Extrait fourni>

______

Trois ans après le VIII Congrès, le retard de l'ensemble du Parti sur le front théorique persiste. Certes, des efforts sont réalisés de-ci de- là, mais sans plan d'ensemble ; le travail d'éducation est en général négligé par les organismes responsables aux divers échelons. On justifie le plus souvent cette négligence par les nombreuses et pressantes tâches quotidiennes qui se posent dans les régions ; mais une telle justification prouve simplement que le travail d'éducation n'est pas intégré dans l'ensemble des tâches politiques, que la théorie est considérée comme un domaine réservé à quelques spécialistes, détaché de l'activité politique de l'ensemble du Parti. Staline a fait justice de ce point de vue absolument erroné. Dans les Questions du léninisme , il écrit :
« La théorie est la synthèse de l'expérience du mouvement ouvrier de tous les pays. Elle perd sa raison d'être si elle n'est pas reliée à la pratique révolutionnaire, de même que la pratique erre dans les ténèbres si elle n'est pas éclairée par la théorie révolutionnaire. Mais la théorie peut devenir la plus grande force du mouvement ouvrier si elle est indissolublement liée à la pratique révolutionnaire, car seule elle peut donner au mouvement l'assurance, l'orientation, l'intelligence de la liaison interne des événements, seule elle peut aider à comprendre le processus et la direction du mouvement des classes au moment présent et dans l'avenir prochain. »
Est-il possible au Parti de résoudre convenablement les problèmes posés chaque jour devant lui sans l'élévation du niveau théorique de ses membres ? Non ce n'est pas possible.
Prenons par exemple la question du danger de guerre. Nous ne pouvons fixer les mots d'ordre justes au moment présent qu'en analysant la situation concrète à la lumière des enseignements de Lénine sur la lutte contre la guerre.
Prenons le problème de l'unité de la classe ouvrière. Il dépend, en particulier, du problème du pouvoir et de la dictature du prolétariat. Comment le résoudre si nous ignorons l'enseignement de Marx et de Lénine à ce sujet ?
Il en est de même pour toutes les questions qui se posent devant le Parti.
S'il n'est pas éduqué, le Parti ne peut vaincre les courants néfastes qui subsistent dans la classe ouvrière, le courant anarcho-syndicaliste par exemple.
S'il n'est pas éduqué, le Parti offre un terrain plus favorable aux attaques des renégats et des agents de la bourgeoisie. S'il n'éduque pas ses nouveaux adhérents, le Parti ne pourra venir entièrement à bout de la fluctuation de ses effectifs. Nous arriverions à la même conclusion dans tous les domaines de l'activité du Parti.

______

Données brutes>
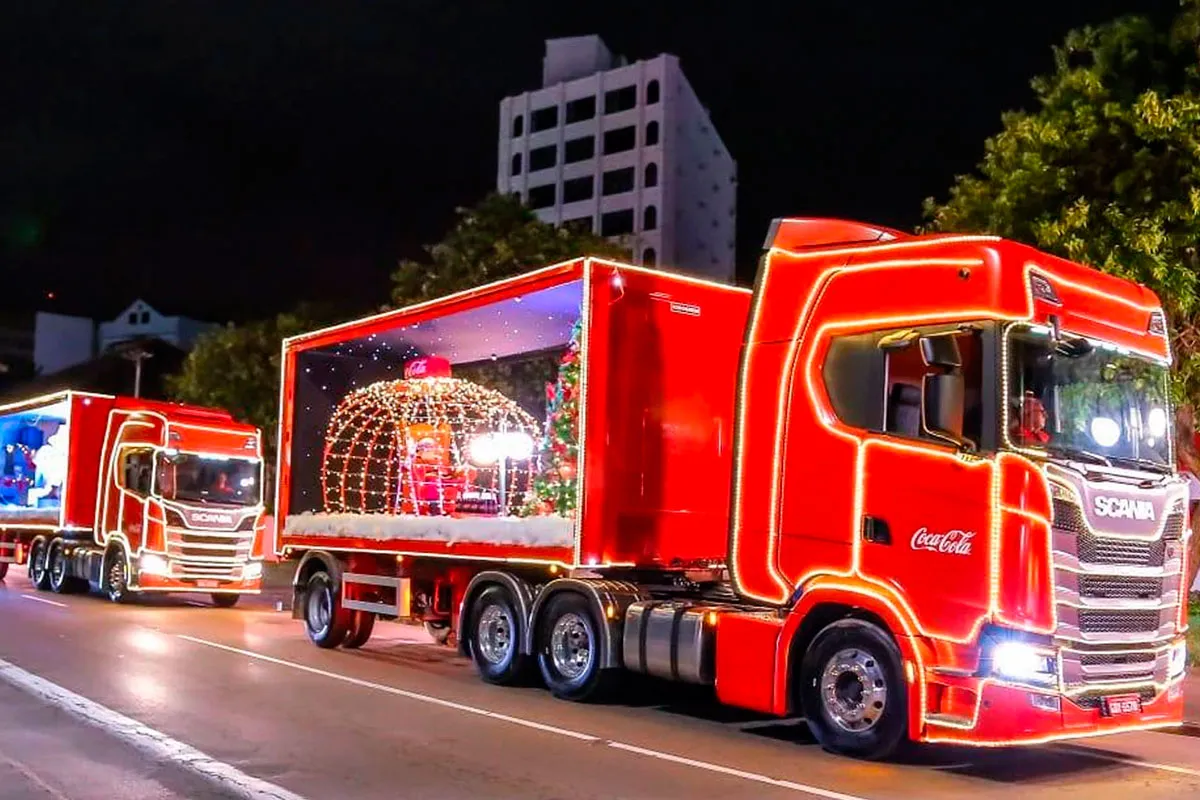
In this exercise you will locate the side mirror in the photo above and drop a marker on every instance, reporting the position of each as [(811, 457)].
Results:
[(942, 404)]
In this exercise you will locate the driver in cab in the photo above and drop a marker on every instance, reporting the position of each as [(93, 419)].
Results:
[(1031, 427)]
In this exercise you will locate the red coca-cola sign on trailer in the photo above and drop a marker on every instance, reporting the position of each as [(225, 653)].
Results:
[(955, 542), (429, 366)]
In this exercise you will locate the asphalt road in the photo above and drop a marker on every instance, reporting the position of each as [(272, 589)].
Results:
[(405, 717)]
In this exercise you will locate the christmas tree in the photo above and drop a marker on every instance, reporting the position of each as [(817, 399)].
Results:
[(555, 486)]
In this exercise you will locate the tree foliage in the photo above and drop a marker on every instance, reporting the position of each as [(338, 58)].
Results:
[(237, 368), (1105, 170), (496, 239)]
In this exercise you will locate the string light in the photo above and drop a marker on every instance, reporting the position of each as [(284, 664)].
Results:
[(401, 446)]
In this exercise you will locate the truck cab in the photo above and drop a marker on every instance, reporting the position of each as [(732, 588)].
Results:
[(969, 441)]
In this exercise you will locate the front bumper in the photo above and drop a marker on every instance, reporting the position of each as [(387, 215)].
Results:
[(143, 582), (1015, 715)]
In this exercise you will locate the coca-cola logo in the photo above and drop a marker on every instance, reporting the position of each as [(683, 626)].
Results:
[(954, 542)]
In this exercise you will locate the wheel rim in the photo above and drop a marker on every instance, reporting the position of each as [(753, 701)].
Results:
[(570, 645), (58, 566), (855, 690), (493, 635), (117, 577), (37, 564), (319, 611)]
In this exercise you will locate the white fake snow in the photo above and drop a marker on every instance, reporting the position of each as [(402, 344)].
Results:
[(528, 531)]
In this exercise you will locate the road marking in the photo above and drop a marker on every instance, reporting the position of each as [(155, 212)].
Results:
[(33, 777), (43, 600), (1123, 759), (817, 792), (153, 743)]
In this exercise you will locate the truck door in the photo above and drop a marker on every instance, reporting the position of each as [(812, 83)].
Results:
[(925, 498)]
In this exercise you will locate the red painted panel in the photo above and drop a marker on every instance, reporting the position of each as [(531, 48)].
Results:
[(745, 660)]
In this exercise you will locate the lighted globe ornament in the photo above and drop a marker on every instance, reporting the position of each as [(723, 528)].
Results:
[(429, 444)]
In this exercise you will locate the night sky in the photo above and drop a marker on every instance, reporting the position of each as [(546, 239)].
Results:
[(229, 158)]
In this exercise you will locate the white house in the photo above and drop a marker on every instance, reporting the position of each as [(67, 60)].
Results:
[(63, 341), (625, 150)]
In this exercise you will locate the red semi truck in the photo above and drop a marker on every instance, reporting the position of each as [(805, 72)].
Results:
[(131, 495), (911, 487)]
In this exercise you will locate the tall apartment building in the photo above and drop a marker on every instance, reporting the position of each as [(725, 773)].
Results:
[(625, 150)]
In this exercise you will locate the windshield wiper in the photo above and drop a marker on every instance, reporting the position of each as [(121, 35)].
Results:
[(1145, 463), (1079, 453)]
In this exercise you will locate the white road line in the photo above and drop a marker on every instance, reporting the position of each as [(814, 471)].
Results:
[(1129, 762), (154, 744), (33, 777), (817, 792), (43, 600)]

______

Consigne écrite 1>
Dans l'extrait fourni, recopiez le passage qui commence à « S'il n'est pas éduqué, le Parti ne » et se termine à « l'activité du Parti. », en changeant « renégats » en « traîtres ».
Consigne écrite 2>
Dans l'extrait fourni, quel courant néfaste est cité en exemple parmi ceux qui subsistent dans la classe ouvrière ?

Bonne réponse 1>
S'il n'est pas éduqué, le Parti ne peut vaincre les courants néfastes qui subsistent dans la classe ouvrière, le courant anarcho-syndicaliste par exemple.
S'il n'est pas éduqué, le Parti offre un terrain plus favorable aux attaques des traîtres et des agents de la bourgeoisie. S'il n'éduque pas ses nouveaux adhérents, le Parti ne pourra venir entièrement à bout de la fluctuation de ses effectifs. Nous arriverions à la même conclusion dans tous les domaines de l'activité du Parti.

Bonne réponse 2>
Le courant anarcho-syndicaliste.